■ To do: Quote all of the data below word for word, leaving the pictures out of your answer.

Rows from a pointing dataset
============================================================

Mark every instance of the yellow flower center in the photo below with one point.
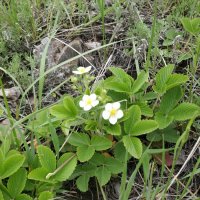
(89, 102)
(82, 70)
(113, 112)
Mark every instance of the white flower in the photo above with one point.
(112, 112)
(82, 70)
(88, 101)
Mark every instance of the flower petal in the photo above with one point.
(87, 69)
(93, 97)
(87, 107)
(108, 106)
(81, 104)
(76, 72)
(106, 114)
(94, 103)
(119, 114)
(116, 105)
(85, 97)
(113, 120)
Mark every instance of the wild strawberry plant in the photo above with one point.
(89, 135)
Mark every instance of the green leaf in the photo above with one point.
(46, 195)
(134, 114)
(24, 197)
(139, 82)
(100, 142)
(163, 120)
(91, 125)
(113, 165)
(58, 111)
(67, 164)
(11, 165)
(71, 110)
(143, 127)
(47, 158)
(185, 111)
(103, 175)
(145, 109)
(39, 174)
(1, 196)
(133, 145)
(170, 99)
(120, 152)
(175, 80)
(82, 182)
(162, 77)
(191, 25)
(169, 134)
(79, 139)
(113, 129)
(146, 165)
(16, 182)
(85, 153)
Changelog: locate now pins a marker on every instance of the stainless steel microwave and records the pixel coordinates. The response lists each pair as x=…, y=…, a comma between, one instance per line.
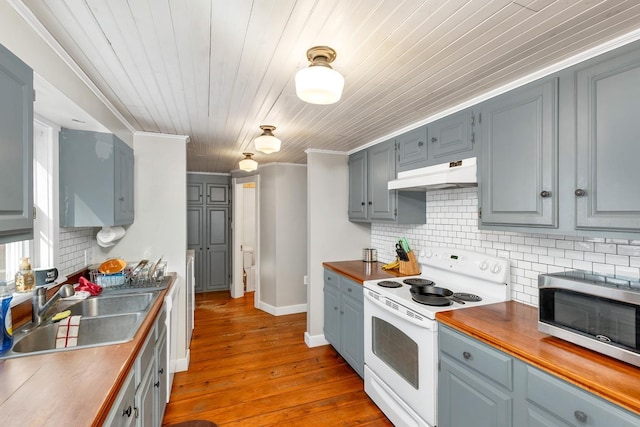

============================================================

■ Full response:
Mark every instance of the yellow flower center in the photo below with one point.
(89, 102)
(82, 70)
(113, 112)
Mark every instance of the white flower in the photo above with one point.
(112, 112)
(82, 70)
(88, 101)
Mark every instance of the flower petal in the photo above with one point.
(87, 69)
(93, 97)
(87, 107)
(108, 106)
(81, 104)
(76, 72)
(106, 114)
(94, 103)
(119, 114)
(116, 105)
(85, 97)
(113, 120)
Mark every instance of the wild strawberry plant in the photo above with one point.
(89, 135)
Mark every instance of the green leaf in the photo above with one point.
(46, 195)
(134, 114)
(24, 197)
(139, 82)
(100, 142)
(163, 120)
(91, 125)
(113, 165)
(58, 111)
(67, 164)
(11, 165)
(71, 110)
(143, 127)
(47, 158)
(185, 111)
(103, 175)
(145, 109)
(39, 174)
(1, 196)
(133, 145)
(170, 99)
(120, 152)
(175, 80)
(82, 182)
(162, 77)
(191, 25)
(169, 134)
(79, 139)
(113, 129)
(146, 165)
(16, 182)
(85, 153)
Changelog: locate now pins a marker on every instance of the stainless steel microwave and records the pixel coordinates. The response lists each pair as x=…, y=…, a comma between, one instance per line.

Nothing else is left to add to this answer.